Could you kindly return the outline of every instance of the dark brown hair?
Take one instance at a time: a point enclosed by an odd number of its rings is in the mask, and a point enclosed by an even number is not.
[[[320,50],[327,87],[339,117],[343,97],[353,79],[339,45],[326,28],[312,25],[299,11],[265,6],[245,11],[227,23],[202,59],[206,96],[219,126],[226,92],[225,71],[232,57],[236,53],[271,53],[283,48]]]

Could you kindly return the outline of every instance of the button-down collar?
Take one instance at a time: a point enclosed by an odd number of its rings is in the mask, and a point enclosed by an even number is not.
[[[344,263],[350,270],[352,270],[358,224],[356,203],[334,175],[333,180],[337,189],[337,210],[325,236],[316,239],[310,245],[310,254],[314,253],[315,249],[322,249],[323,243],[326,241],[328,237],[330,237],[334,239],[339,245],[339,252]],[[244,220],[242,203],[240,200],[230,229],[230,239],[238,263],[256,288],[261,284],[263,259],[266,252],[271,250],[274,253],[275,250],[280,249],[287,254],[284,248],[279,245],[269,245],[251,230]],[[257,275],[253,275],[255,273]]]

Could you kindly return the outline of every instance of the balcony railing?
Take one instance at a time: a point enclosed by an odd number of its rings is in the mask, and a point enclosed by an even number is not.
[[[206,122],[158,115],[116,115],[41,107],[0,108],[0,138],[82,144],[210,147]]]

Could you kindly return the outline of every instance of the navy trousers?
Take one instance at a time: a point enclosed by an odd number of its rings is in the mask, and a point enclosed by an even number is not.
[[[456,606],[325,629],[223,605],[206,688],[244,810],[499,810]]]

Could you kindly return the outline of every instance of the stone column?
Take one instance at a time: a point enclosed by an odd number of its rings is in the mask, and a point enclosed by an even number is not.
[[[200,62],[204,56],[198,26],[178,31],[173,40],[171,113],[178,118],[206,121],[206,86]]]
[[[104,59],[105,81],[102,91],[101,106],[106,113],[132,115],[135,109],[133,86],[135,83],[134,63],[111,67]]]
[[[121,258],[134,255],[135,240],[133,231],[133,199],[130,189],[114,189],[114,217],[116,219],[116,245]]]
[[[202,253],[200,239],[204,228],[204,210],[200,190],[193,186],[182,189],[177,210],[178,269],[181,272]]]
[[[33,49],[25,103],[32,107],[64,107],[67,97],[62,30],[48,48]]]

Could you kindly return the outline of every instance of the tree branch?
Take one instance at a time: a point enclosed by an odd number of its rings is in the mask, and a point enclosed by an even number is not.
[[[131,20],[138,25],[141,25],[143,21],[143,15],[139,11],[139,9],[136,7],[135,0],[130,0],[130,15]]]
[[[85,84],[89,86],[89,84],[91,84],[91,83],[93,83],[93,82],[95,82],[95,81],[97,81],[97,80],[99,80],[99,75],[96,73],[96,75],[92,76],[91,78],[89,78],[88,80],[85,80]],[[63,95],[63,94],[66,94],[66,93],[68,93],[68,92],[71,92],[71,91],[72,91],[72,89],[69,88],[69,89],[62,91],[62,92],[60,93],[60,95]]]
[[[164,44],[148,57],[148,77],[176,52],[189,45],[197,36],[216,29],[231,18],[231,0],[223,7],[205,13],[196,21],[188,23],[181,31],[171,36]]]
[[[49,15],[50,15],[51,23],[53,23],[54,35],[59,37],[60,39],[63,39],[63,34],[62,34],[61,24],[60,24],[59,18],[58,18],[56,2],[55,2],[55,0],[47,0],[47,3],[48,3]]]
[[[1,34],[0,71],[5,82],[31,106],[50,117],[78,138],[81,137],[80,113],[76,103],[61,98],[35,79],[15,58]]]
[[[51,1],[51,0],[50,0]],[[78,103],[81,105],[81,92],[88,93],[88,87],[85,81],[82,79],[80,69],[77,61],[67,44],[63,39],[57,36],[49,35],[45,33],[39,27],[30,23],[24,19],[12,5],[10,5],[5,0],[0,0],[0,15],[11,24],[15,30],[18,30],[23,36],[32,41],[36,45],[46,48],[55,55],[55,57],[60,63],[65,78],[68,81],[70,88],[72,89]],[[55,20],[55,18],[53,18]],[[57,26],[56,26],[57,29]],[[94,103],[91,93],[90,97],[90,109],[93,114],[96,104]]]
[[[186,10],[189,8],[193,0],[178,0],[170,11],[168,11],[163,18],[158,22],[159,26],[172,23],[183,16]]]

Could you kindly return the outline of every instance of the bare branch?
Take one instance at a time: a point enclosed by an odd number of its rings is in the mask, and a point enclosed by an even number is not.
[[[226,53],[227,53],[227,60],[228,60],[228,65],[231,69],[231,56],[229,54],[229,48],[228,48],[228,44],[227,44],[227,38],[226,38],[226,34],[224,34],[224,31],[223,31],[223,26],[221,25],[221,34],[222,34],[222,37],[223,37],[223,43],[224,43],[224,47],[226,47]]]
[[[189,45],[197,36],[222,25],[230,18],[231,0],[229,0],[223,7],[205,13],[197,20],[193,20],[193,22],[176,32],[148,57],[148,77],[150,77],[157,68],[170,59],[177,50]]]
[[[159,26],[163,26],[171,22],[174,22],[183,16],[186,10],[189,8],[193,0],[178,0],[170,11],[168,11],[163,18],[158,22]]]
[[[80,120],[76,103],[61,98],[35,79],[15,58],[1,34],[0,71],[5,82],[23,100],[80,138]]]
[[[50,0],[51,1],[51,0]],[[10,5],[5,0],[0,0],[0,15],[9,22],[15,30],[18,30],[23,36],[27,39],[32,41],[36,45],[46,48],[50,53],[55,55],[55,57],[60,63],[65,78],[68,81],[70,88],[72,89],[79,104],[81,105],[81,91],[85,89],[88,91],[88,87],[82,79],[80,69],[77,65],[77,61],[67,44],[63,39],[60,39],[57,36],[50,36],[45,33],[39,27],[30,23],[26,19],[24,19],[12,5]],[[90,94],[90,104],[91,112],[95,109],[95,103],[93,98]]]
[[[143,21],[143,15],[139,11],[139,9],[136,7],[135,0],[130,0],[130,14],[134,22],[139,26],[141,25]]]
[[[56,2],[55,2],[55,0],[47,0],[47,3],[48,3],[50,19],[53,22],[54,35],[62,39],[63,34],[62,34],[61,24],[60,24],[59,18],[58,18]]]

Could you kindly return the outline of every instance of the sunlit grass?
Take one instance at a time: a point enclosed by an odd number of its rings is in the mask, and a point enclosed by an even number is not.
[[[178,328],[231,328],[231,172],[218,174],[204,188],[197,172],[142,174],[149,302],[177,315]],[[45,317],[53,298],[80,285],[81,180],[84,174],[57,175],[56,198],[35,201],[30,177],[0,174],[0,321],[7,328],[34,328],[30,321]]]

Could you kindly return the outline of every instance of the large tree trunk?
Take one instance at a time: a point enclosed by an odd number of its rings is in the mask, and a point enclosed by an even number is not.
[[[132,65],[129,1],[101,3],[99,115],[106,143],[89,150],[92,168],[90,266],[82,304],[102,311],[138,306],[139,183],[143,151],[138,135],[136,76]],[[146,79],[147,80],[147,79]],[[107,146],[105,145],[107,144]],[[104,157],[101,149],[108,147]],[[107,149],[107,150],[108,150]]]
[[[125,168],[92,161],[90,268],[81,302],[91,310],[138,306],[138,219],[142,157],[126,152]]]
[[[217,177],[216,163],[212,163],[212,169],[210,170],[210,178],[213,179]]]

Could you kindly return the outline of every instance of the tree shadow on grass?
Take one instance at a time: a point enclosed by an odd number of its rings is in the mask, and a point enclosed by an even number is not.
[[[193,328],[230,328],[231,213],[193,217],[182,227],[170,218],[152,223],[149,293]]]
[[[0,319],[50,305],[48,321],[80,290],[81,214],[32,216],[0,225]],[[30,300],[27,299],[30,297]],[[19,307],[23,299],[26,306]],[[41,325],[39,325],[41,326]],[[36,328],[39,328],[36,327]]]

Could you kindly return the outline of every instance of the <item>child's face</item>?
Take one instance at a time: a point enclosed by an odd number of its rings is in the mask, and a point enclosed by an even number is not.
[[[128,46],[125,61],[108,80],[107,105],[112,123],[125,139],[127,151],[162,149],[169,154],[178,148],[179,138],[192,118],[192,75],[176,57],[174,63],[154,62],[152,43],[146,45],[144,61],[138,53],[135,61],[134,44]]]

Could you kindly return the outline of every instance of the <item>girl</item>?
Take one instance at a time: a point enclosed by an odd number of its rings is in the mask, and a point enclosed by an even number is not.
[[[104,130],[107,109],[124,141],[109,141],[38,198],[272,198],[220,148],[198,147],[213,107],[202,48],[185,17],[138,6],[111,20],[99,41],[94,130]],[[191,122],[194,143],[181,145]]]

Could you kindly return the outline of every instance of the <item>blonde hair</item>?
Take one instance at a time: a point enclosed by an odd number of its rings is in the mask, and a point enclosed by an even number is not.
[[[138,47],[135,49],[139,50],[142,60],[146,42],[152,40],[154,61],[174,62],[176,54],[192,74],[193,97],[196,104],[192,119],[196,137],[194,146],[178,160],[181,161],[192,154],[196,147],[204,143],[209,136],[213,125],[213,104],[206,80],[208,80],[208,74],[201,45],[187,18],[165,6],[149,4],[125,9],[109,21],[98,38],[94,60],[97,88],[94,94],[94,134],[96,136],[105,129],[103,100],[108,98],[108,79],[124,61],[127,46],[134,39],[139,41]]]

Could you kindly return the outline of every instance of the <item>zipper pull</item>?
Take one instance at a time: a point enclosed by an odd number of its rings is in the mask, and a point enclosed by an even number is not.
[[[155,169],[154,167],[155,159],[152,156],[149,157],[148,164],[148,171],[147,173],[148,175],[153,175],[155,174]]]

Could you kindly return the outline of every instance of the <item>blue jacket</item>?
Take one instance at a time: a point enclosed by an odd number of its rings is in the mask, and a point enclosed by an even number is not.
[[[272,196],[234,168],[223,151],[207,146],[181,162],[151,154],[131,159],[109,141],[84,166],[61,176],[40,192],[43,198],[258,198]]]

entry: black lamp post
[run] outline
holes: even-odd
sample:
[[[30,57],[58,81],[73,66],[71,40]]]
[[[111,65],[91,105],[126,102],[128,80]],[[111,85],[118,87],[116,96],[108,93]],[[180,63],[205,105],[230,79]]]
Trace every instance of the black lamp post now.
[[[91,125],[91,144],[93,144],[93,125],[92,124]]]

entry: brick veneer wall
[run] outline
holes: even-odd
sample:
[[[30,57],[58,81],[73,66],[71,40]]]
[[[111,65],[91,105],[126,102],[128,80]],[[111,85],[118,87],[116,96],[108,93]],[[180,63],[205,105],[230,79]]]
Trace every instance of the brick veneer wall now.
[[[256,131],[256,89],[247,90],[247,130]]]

==================================================

→ Short problem
Please render the material above as a Markdown table with the columns "Number" and "Content". Start at the line containing "the <item>blue jacket</item>?", include every line through the end of the material, and omit blank lines.

→ Result
| Number | Content |
|---|---|
| 1 | Could you kindly return the outline of every instance of the <item>blue jacket</item>? |
| 2 | Take one instance at a time: a point enclosed by an odd number of its rings is in the mask, and a point enclosed by an even number is not. |
| 3 | [[[272,196],[234,168],[223,151],[207,146],[181,162],[151,154],[131,159],[109,141],[84,166],[61,176],[40,192],[43,198],[258,198]]] |
| 4 | entry: black lamp post |
| 5 | [run] outline |
| 6 | holes: even-odd |
| 7 | sample: |
| 8 | [[[30,57],[58,81],[73,66],[71,40]]] |
| 9 | [[[111,65],[91,105],[126,102],[128,80]],[[111,85],[118,87],[116,96],[108,93]],[[180,63],[205,105],[230,79]]] |
| 10 | Trace every instance of the black lamp post now. |
| 11 | [[[91,125],[91,144],[93,144],[93,125],[92,124]]] |
| 12 | entry: brick veneer wall |
| 13 | [run] outline |
| 14 | holes: even-odd |
| 15 | sample: |
| 16 | [[[30,57],[58,81],[73,66],[71,40]]] |
| 17 | [[[111,65],[91,105],[126,102],[128,80]],[[111,85],[118,87],[116,96],[108,93]],[[180,63],[205,105],[230,79]]] |
| 18 | Trace every instance of the brick veneer wall now. |
| 19 | [[[256,131],[256,89],[247,90],[247,130]]] |